__PROBLEM REQUIREMENTS__.
Please set down each entry exactly, omitting any picture it holds.

* * * * * * * * *

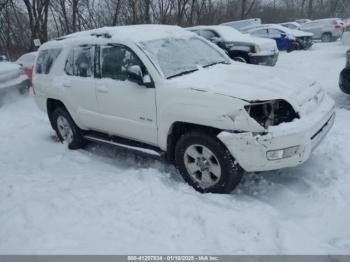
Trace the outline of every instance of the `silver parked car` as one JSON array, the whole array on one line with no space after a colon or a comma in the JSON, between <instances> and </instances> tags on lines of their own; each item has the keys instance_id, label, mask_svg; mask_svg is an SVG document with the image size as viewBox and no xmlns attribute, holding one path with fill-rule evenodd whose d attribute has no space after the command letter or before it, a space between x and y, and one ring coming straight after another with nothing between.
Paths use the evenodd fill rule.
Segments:
<instances>
[{"instance_id":1,"label":"silver parked car","mask_svg":"<svg viewBox=\"0 0 350 262\"><path fill-rule=\"evenodd\" d=\"M342 36L345 24L339 18L320 19L302 24L300 30L313 33L314 39L331 42Z\"/></svg>"}]
</instances>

* * * * * * * * *

__RESULT OF THE EXERCISE__.
Trace the outline of every instance of the `silver parked car` as one JSON array, the whole array on one line with no space after a colon or a comma in the JSON, between <instances> and </instances> tags on lines of their own; each item has the keys instance_id, label, mask_svg; mask_svg is an SVG document with the image size as viewBox and no xmlns attribute, holding one path with fill-rule evenodd whose d attribute has no space after the command letter or before it, a space between x and y, and one ring coming straight after another with nothing between.
Paths use the evenodd fill rule.
Segments:
<instances>
[{"instance_id":1,"label":"silver parked car","mask_svg":"<svg viewBox=\"0 0 350 262\"><path fill-rule=\"evenodd\" d=\"M342 36L345 24L339 18L320 19L302 24L300 30L313 33L314 39L331 42Z\"/></svg>"}]
</instances>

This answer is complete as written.